**TASK TO COMPLETE**
Extract all lines in the data that contain the word "below".

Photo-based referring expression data
- - - -

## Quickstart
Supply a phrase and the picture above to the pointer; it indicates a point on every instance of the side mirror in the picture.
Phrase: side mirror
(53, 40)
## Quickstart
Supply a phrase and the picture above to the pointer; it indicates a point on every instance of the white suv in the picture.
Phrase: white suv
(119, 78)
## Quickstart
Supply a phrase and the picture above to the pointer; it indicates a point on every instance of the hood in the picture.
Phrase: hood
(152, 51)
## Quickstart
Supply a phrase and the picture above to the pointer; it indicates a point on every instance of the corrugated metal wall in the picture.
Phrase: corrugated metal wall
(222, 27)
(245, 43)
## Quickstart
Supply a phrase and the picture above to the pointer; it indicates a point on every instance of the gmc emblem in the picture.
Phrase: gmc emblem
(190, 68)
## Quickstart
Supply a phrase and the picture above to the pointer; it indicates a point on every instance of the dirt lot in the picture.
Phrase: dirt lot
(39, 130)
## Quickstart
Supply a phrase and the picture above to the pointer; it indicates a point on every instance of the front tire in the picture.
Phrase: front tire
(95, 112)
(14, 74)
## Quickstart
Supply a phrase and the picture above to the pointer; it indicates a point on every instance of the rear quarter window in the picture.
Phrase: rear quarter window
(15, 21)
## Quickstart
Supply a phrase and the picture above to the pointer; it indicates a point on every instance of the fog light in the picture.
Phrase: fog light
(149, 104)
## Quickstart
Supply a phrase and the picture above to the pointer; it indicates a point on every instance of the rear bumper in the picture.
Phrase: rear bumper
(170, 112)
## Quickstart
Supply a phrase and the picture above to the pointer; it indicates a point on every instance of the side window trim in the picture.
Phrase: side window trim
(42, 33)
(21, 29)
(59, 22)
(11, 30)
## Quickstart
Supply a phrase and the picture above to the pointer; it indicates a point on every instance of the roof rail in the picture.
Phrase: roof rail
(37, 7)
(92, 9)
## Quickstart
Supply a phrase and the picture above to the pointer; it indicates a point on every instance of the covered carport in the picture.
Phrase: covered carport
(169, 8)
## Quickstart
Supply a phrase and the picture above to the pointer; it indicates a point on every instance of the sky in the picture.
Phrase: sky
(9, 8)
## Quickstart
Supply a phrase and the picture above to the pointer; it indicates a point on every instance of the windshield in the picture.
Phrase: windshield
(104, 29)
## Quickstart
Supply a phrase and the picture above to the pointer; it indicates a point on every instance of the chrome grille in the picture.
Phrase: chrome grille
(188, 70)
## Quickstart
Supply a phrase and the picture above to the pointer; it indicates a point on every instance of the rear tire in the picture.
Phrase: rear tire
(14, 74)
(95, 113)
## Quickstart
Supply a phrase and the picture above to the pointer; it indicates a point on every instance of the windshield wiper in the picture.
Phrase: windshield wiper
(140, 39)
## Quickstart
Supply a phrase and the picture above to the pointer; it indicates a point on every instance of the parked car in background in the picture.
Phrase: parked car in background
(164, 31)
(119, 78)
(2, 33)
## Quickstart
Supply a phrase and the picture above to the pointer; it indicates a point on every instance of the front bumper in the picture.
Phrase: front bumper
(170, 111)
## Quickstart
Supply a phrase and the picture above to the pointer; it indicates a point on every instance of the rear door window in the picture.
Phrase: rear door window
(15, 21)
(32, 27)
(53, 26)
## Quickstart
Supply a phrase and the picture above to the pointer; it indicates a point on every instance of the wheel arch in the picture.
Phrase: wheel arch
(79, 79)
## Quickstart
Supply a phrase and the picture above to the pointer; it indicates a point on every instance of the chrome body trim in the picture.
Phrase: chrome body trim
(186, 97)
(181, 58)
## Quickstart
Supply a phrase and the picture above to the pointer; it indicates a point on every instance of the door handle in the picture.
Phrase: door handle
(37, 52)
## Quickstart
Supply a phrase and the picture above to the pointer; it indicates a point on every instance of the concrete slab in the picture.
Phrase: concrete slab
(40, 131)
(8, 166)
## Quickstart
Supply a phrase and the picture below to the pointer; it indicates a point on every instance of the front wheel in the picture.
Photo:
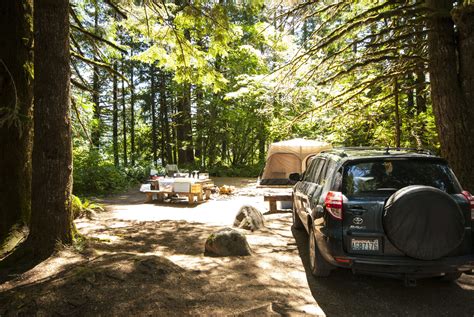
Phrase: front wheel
(317, 264)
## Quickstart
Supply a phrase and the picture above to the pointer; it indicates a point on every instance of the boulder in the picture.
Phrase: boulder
(249, 218)
(227, 242)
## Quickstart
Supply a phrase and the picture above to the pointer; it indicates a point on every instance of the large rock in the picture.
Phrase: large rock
(226, 242)
(249, 218)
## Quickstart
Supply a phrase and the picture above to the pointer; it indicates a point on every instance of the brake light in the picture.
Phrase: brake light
(470, 199)
(333, 204)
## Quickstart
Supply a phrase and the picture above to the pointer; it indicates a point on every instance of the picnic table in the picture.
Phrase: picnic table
(199, 190)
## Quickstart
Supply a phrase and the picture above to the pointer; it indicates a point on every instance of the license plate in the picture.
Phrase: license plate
(365, 244)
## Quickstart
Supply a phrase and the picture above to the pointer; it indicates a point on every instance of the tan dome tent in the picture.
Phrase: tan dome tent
(287, 157)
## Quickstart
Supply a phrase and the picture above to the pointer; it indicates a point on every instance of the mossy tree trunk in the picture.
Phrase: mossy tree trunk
(51, 218)
(16, 110)
(451, 67)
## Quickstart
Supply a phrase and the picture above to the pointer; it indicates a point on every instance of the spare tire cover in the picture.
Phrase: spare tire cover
(423, 222)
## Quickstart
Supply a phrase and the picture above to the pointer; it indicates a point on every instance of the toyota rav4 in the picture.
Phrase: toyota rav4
(396, 212)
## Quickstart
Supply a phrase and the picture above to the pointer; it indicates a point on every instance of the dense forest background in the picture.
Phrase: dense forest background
(208, 84)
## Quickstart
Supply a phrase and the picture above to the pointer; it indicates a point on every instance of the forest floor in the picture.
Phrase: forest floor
(147, 259)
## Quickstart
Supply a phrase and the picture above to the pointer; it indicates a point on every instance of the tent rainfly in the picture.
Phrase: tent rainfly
(287, 157)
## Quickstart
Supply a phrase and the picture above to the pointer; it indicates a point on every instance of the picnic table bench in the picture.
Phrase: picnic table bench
(203, 193)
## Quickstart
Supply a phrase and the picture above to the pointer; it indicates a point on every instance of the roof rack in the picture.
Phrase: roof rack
(386, 149)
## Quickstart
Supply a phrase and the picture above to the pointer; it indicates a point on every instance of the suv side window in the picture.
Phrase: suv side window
(313, 169)
(309, 171)
(316, 175)
(325, 172)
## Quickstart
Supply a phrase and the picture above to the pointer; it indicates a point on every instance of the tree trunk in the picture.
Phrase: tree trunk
(451, 91)
(124, 119)
(95, 135)
(165, 126)
(397, 114)
(199, 124)
(184, 127)
(16, 99)
(115, 118)
(132, 116)
(51, 219)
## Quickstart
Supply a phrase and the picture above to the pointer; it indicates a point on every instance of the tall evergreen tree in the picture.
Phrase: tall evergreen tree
(16, 109)
(51, 219)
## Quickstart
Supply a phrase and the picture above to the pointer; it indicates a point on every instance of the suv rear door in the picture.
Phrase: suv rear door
(308, 189)
(368, 183)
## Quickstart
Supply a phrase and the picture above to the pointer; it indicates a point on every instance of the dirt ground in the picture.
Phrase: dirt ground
(147, 260)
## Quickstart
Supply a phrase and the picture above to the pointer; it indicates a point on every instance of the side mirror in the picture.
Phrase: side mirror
(295, 177)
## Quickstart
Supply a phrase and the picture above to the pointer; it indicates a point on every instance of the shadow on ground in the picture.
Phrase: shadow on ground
(346, 294)
(158, 268)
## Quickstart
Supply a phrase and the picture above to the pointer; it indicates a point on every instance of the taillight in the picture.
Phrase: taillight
(333, 204)
(470, 199)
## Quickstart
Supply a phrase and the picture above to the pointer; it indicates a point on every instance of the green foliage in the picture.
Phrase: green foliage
(258, 71)
(94, 175)
(84, 208)
(236, 171)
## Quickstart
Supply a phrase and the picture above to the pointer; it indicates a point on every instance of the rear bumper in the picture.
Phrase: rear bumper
(408, 266)
(332, 250)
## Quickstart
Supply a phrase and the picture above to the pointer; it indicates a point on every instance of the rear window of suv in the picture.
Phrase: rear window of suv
(369, 177)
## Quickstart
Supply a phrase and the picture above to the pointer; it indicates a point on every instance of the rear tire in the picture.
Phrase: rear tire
(297, 223)
(317, 264)
(451, 277)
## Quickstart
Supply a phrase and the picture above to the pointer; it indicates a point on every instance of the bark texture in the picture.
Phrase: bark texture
(16, 110)
(115, 118)
(451, 67)
(51, 219)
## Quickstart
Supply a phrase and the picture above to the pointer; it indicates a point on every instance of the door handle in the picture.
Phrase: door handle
(357, 210)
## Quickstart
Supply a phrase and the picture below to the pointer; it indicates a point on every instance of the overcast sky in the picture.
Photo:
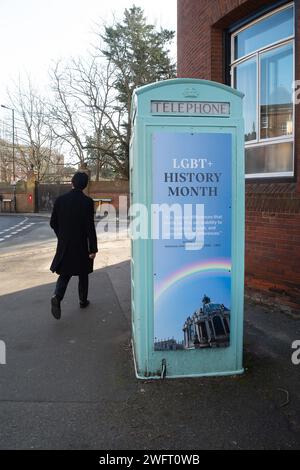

- - - -

**SOLUTION**
Supply a phrase and the picture below to the pointer; it indicates a point on every instance of the front wheel in the picture.
Supply a phrase and the picture below to the pointer; it indicates a point on every instance of the overcast sky in the picture.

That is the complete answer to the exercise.